AIM OF THE EXERCISE: List each line of the data below that contains the string "snow". Case counts.

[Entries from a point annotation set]
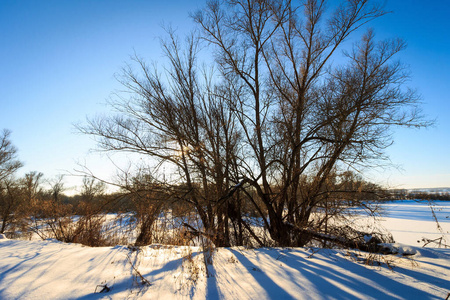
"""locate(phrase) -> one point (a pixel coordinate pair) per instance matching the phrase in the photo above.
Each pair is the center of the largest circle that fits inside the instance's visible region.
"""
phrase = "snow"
(53, 270)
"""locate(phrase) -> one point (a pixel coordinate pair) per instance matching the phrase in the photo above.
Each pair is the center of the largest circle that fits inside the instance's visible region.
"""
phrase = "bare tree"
(8, 156)
(276, 125)
(301, 117)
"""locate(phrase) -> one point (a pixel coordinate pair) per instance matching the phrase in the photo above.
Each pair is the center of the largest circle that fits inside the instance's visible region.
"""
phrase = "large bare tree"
(277, 125)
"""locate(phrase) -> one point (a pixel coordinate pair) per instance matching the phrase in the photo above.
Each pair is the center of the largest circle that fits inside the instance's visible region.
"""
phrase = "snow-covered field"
(53, 270)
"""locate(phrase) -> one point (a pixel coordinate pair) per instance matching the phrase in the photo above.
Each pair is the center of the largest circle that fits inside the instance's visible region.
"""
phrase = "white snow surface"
(53, 270)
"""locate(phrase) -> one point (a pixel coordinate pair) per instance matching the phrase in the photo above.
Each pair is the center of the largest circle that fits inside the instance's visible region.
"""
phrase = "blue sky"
(58, 60)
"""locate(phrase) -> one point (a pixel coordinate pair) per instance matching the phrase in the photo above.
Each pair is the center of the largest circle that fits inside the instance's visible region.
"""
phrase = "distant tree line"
(265, 143)
(404, 194)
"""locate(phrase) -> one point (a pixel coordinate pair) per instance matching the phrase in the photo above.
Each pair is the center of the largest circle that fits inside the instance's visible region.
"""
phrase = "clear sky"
(58, 60)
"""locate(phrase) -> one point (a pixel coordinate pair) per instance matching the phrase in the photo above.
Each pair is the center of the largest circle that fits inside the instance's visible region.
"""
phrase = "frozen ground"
(53, 270)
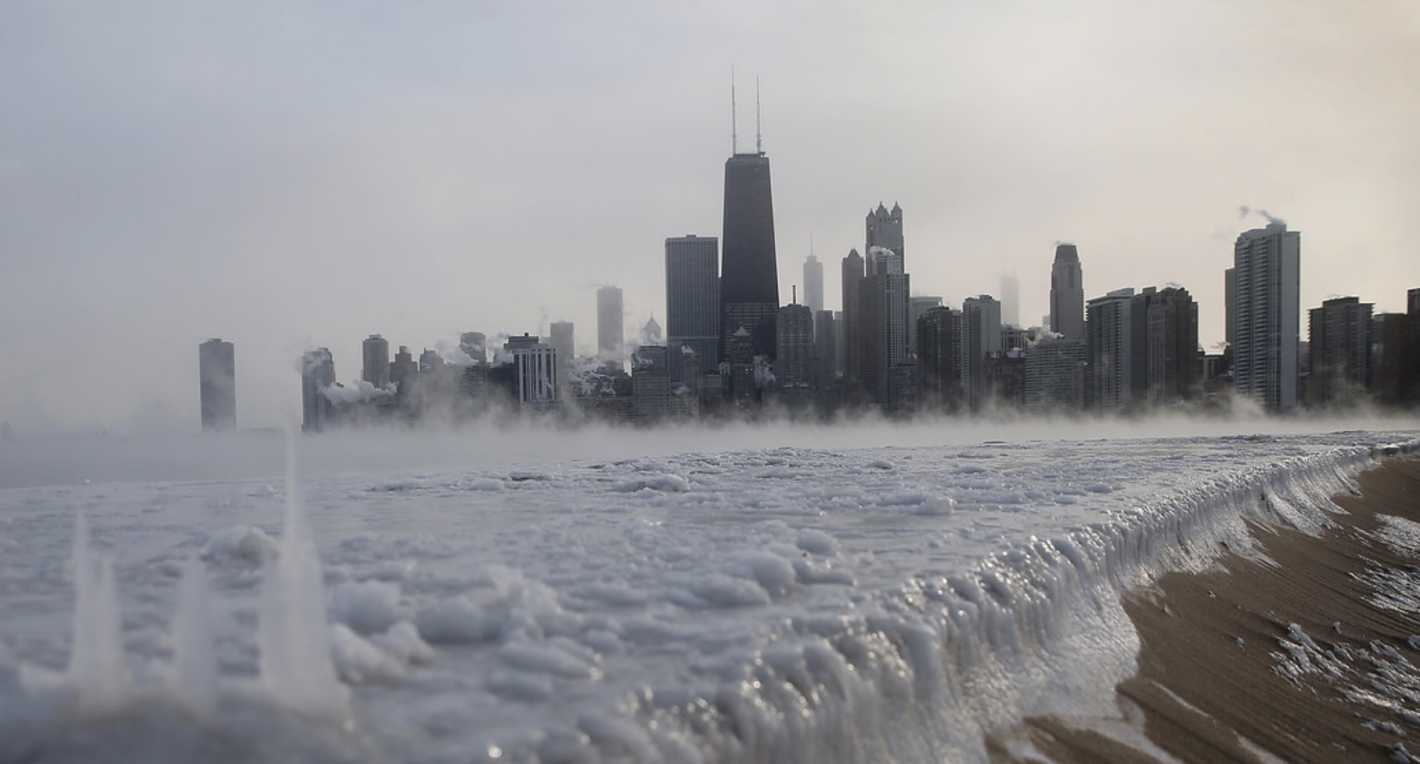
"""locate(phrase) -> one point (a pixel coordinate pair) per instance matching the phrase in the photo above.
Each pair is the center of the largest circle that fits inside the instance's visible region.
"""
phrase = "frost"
(367, 605)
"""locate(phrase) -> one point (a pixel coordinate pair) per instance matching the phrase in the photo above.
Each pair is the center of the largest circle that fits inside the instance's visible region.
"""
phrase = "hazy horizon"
(296, 176)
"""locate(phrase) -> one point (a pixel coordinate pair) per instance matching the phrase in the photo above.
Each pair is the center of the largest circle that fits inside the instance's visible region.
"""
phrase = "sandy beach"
(1304, 652)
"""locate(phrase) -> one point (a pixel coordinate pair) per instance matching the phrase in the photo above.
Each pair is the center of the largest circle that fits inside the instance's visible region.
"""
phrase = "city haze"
(287, 178)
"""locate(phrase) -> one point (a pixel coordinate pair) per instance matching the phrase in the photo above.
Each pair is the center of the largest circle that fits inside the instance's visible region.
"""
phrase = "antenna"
(734, 139)
(758, 138)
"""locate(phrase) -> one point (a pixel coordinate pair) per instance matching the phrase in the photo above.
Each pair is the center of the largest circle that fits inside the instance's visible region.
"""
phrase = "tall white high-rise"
(1265, 314)
(1068, 293)
(814, 284)
(1010, 300)
(609, 324)
(563, 341)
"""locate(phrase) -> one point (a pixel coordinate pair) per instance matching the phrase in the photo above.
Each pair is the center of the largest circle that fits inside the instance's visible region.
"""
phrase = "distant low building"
(1339, 352)
(217, 385)
(1055, 374)
(534, 372)
(651, 384)
(317, 375)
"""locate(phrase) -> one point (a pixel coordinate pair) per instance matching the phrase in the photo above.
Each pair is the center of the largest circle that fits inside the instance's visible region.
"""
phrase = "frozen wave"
(879, 604)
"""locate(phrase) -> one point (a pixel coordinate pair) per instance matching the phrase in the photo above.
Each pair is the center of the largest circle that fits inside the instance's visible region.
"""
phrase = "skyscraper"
(839, 344)
(1067, 293)
(564, 344)
(1229, 284)
(534, 371)
(1265, 314)
(692, 301)
(1111, 341)
(429, 361)
(476, 347)
(217, 384)
(1055, 374)
(852, 281)
(375, 355)
(403, 371)
(883, 229)
(825, 348)
(794, 347)
(317, 374)
(611, 333)
(749, 276)
(1010, 300)
(980, 337)
(883, 297)
(1172, 345)
(939, 357)
(651, 382)
(916, 307)
(814, 283)
(1339, 333)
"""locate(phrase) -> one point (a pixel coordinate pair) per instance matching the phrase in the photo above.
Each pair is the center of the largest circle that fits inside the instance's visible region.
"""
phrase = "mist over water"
(68, 459)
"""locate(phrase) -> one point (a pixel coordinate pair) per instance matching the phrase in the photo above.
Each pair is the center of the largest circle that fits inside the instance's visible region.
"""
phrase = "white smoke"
(1246, 210)
(355, 392)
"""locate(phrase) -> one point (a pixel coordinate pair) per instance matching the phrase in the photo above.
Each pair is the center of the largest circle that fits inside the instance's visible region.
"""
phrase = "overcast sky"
(288, 173)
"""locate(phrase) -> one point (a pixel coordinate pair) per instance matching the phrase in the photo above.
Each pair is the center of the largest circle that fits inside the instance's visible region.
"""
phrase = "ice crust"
(760, 605)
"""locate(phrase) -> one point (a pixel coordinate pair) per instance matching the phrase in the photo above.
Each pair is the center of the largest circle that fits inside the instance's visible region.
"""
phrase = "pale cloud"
(284, 175)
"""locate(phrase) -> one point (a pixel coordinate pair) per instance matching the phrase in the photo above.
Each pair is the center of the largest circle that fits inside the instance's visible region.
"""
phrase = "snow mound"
(240, 544)
(367, 607)
(669, 483)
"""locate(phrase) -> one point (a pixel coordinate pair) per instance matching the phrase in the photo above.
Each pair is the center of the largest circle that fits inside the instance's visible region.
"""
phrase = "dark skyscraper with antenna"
(749, 273)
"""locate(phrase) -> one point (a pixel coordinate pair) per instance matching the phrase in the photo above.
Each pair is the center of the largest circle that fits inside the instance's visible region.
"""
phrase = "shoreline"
(1278, 653)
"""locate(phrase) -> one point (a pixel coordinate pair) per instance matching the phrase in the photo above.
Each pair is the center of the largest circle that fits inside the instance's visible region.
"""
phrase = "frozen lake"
(777, 604)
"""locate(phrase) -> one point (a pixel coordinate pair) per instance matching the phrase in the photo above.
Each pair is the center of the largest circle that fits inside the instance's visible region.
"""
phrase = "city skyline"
(273, 222)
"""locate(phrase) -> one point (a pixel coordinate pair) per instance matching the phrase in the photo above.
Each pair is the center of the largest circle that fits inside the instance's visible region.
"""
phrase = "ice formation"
(758, 605)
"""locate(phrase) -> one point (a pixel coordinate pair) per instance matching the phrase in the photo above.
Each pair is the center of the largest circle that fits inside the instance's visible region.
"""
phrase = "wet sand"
(1224, 673)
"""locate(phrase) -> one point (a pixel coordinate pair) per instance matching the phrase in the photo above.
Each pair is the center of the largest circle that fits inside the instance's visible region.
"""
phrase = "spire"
(758, 137)
(734, 138)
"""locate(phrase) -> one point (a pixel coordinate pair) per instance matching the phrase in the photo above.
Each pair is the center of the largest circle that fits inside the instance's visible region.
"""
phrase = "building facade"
(217, 384)
(1112, 351)
(825, 348)
(852, 271)
(980, 337)
(375, 361)
(692, 301)
(1265, 315)
(534, 372)
(317, 374)
(1055, 374)
(563, 337)
(883, 229)
(939, 358)
(611, 331)
(883, 328)
(1339, 364)
(814, 283)
(916, 307)
(794, 347)
(1172, 347)
(749, 276)
(1068, 293)
(651, 384)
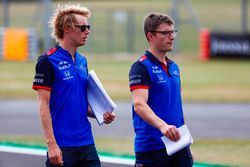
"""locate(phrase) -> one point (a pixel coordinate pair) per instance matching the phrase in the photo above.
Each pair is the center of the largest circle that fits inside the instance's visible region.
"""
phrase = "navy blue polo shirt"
(67, 81)
(164, 98)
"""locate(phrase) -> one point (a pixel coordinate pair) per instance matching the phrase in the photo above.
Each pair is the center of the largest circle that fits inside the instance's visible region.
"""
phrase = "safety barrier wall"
(228, 45)
(18, 44)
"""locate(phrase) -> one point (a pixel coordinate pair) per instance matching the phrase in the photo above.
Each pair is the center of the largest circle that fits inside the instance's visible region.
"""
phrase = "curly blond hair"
(64, 16)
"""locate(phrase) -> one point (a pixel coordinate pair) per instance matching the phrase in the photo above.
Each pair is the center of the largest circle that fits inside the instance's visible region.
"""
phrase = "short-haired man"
(156, 96)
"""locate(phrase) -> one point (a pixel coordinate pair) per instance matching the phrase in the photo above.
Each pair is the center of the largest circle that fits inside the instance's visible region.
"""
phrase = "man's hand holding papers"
(185, 140)
(99, 101)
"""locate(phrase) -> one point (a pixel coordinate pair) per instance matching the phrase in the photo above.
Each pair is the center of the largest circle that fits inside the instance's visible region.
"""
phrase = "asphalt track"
(204, 121)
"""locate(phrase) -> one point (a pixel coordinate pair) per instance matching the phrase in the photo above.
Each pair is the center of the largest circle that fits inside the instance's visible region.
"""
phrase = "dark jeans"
(85, 156)
(160, 158)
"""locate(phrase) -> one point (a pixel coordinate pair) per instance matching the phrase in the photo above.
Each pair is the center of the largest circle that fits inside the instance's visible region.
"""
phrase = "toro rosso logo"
(62, 65)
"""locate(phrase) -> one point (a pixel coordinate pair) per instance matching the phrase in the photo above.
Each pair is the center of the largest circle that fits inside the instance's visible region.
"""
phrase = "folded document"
(98, 99)
(185, 140)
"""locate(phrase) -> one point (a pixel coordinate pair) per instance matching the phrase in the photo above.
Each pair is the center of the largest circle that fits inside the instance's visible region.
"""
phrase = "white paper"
(185, 140)
(98, 99)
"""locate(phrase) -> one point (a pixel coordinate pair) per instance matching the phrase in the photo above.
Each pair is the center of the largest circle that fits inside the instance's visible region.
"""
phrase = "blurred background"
(215, 76)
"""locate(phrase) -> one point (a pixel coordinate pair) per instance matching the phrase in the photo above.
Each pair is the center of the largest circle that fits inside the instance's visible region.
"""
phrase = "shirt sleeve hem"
(35, 87)
(138, 87)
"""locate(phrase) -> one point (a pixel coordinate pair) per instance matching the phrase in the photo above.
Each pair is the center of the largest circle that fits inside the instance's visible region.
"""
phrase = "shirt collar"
(154, 59)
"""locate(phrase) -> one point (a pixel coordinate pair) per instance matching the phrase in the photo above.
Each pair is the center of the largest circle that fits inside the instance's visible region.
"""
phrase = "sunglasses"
(167, 33)
(83, 27)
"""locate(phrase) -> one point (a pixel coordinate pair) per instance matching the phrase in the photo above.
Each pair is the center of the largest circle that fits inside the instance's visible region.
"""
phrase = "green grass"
(110, 35)
(209, 151)
(213, 81)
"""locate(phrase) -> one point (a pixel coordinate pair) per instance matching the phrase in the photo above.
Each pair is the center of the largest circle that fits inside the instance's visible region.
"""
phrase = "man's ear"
(149, 35)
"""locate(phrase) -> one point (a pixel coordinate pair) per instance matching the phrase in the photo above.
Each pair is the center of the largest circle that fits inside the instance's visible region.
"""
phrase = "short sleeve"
(138, 77)
(44, 74)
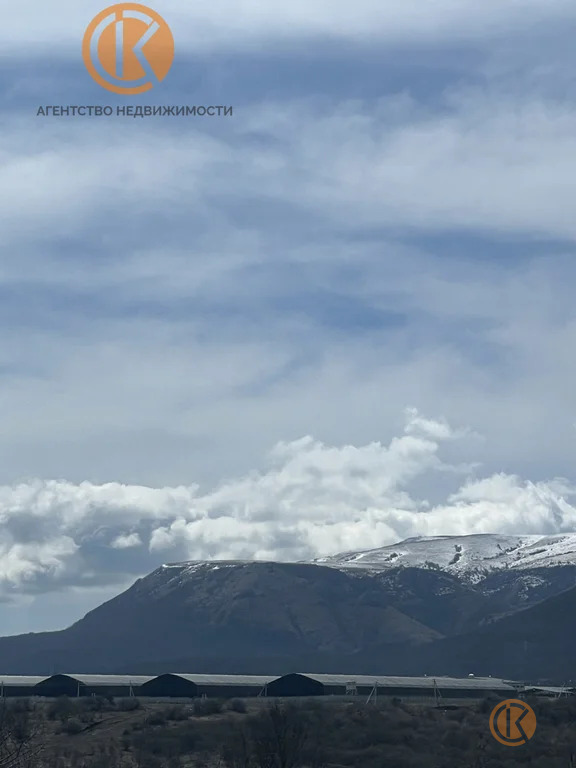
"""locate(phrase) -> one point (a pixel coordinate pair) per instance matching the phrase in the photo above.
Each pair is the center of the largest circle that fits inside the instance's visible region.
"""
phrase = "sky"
(340, 317)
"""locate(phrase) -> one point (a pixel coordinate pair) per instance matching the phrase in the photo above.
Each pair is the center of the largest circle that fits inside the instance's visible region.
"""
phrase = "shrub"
(204, 707)
(128, 705)
(72, 726)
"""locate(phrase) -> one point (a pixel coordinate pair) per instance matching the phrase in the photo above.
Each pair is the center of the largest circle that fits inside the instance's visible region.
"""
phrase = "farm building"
(550, 692)
(300, 684)
(18, 685)
(218, 686)
(86, 685)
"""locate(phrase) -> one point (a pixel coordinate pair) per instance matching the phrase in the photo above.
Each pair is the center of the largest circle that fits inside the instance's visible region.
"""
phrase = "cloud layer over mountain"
(386, 219)
(311, 500)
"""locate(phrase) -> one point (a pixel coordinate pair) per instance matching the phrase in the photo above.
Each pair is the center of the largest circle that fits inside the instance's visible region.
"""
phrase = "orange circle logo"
(128, 48)
(512, 722)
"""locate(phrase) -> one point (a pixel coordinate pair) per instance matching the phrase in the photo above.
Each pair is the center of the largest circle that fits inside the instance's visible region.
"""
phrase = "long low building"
(307, 684)
(187, 685)
(88, 685)
(19, 685)
(191, 686)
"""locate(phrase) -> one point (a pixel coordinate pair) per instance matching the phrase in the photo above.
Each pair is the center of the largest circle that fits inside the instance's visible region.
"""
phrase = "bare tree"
(19, 745)
(280, 737)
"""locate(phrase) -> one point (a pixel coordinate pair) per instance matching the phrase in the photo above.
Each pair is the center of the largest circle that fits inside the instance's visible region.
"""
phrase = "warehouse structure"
(88, 685)
(192, 686)
(186, 685)
(299, 684)
(18, 685)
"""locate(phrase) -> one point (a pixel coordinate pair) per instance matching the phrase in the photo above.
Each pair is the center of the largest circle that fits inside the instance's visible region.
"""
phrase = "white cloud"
(126, 541)
(312, 500)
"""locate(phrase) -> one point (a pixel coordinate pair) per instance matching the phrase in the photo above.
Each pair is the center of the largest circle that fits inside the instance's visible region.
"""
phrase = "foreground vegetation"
(133, 733)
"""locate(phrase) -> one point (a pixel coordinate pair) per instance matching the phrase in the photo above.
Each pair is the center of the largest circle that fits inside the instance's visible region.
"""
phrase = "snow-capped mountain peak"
(464, 555)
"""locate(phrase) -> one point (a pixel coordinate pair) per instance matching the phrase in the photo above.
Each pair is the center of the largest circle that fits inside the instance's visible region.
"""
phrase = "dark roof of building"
(106, 680)
(466, 683)
(225, 679)
(21, 680)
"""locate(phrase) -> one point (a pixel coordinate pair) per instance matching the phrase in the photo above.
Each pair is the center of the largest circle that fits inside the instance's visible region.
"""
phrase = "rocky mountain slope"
(437, 605)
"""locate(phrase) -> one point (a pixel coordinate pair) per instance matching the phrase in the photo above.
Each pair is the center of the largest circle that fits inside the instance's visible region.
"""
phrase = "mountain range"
(484, 604)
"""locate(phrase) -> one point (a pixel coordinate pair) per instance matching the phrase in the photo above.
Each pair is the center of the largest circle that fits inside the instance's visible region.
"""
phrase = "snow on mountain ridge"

WORKED SOLUTION:
phrase = "snow"
phrase = "snow-covered field"
phrase = "white snow surface"
phrase = "snow mound"
phrase = "snow-capped mountain peak"
phrase = "snow on mountain ridge"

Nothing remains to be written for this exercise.